### [Extract]
# # # # # # #

It is important to also consider the potential negative consequences of the proliferation of our work within the context of society as many readers may know it today. First, our approach relies on the use of microphones within a user’s home, to enable on-demand dialogue and conversation. Undoubtedly, the simple existence of this data collection modality within the home makes it ripe for exploitation by bad actors, whether individual, corporate, or government-backed.
Ultimately, the system described here gathers responses to the question “What are you doing?” at various points during a user’s life. This is overt collection of private data, which we argue would naturally be of immense value to organisations in the social media and advertising spheres, who often rely on indirect data gathering to profile individuals.
For these reasons, we would be remiss not to highlight that successful commercialisation of approaches like ours has the potential to exacerbate or enable invasions of individual privacy via smart home technology.

# # # # # # #

### [Collected data]
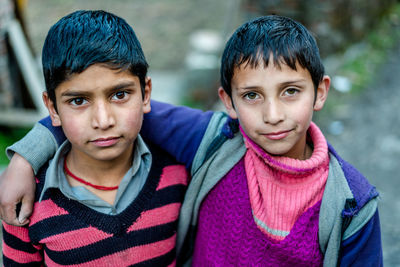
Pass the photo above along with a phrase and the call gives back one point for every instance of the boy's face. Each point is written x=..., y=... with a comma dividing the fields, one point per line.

# # # # # # #

### [Description of the task]
Reproduce the passage on privacy risks from in-home microphones in full, word for word.

### [Written response]
It is important to also consider the potential negative consequences of the proliferation of our work within the context of society as many readers may know it today. First, our approach relies on the use of microphones within a user’s home, to enable on-demand dialogue and conversation. Undoubtedly, the simple existence of this data collection modality within the home makes it ripe for exploitation by bad actors, whether individual, corporate, or government-backed.
Ultimately, the system described here gathers responses to the question “What are you doing?” at various points during a user’s life. This is overt collection of private data, which we argue would naturally be of immense value to organisations in the social media and advertising spheres, who often rely on indirect data gathering to profile individuals.
For these reasons, we would be remiss not to highlight that successful commercialisation of approaches like ours has the potential to exacerbate or enable invasions of individual privacy via smart home technology.